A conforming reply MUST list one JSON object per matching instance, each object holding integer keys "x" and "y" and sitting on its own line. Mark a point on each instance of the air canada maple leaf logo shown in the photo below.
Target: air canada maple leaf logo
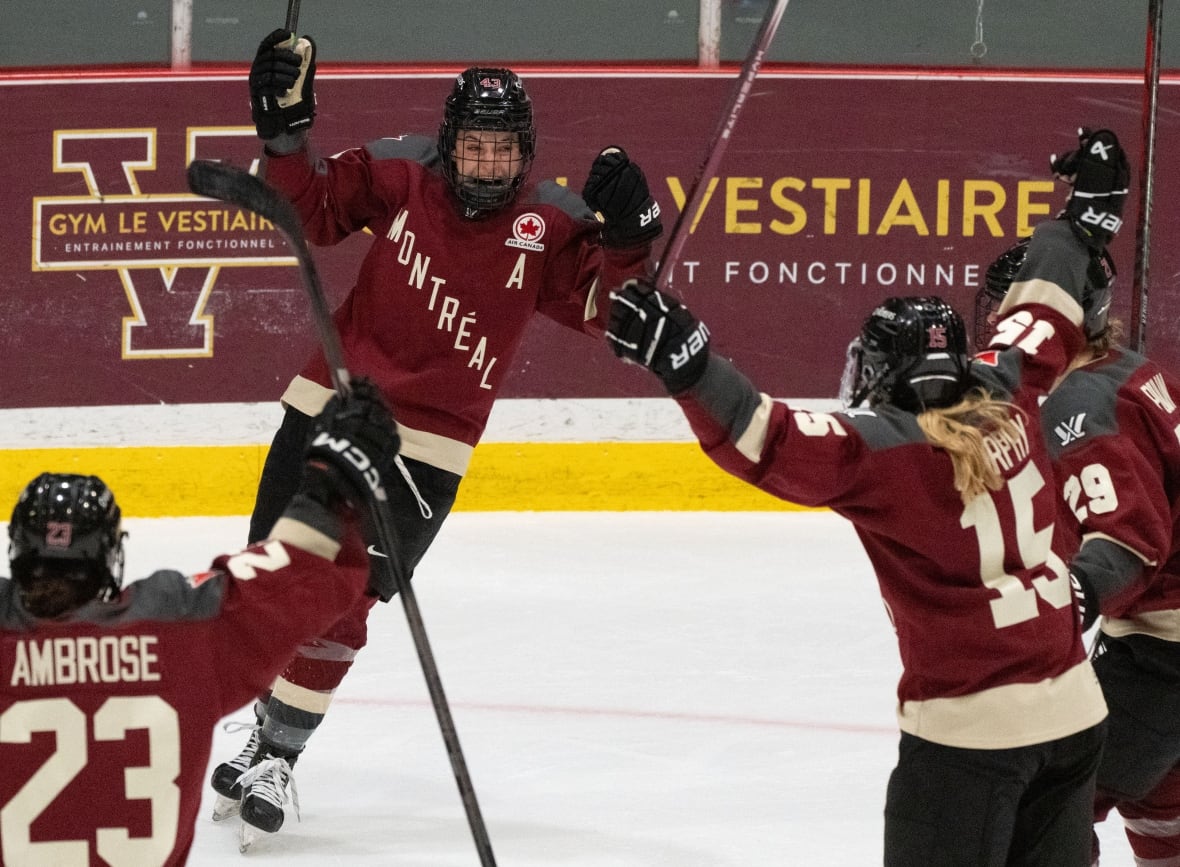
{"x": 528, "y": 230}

--

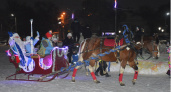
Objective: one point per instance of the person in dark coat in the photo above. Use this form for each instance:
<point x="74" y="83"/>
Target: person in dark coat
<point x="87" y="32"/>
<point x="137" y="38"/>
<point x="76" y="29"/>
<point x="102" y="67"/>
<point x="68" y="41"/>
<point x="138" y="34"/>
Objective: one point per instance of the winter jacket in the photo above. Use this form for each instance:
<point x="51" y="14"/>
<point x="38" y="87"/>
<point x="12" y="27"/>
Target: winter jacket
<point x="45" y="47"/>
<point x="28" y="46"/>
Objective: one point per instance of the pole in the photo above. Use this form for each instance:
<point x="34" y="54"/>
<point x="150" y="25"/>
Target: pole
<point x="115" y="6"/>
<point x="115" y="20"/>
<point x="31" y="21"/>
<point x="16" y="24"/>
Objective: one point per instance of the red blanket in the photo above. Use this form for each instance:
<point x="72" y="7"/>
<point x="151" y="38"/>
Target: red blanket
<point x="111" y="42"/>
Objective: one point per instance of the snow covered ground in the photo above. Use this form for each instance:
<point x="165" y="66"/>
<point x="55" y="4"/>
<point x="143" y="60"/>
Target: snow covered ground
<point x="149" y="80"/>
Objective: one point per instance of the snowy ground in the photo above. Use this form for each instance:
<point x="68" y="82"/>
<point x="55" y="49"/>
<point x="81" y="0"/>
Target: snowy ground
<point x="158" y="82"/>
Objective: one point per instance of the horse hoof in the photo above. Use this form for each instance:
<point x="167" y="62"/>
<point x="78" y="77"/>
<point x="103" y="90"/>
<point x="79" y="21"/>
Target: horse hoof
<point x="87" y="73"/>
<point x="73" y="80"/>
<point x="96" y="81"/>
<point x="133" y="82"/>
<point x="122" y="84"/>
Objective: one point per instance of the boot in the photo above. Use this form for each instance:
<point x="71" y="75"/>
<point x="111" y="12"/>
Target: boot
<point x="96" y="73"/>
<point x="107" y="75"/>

- **Task**
Return a copy of every line in the records that includes the string "above".

- **Problem solution**
Objective: one point per instance of the person in dark coat in the photo above. Use this form for each instance:
Objective: one point per instance of the winter jacket in the photo above. Use this form for each instance:
Objective: one point per instance of the pole in the photo above. Use this form for each instance:
Objective: one point per instance of the red blanket in the photo above. Use this form for each instance:
Objective: one point per instance of the snow covered ground in the photo above. Use this form for each instance:
Objective: one point per instance of the snowy ground in the photo above. Use this form for each instance:
Objective: one point per instance of the horse hoof in the photo above. Use this form for each instance:
Objective: one point per instance of the boot in the photo above. Use this form for each instance:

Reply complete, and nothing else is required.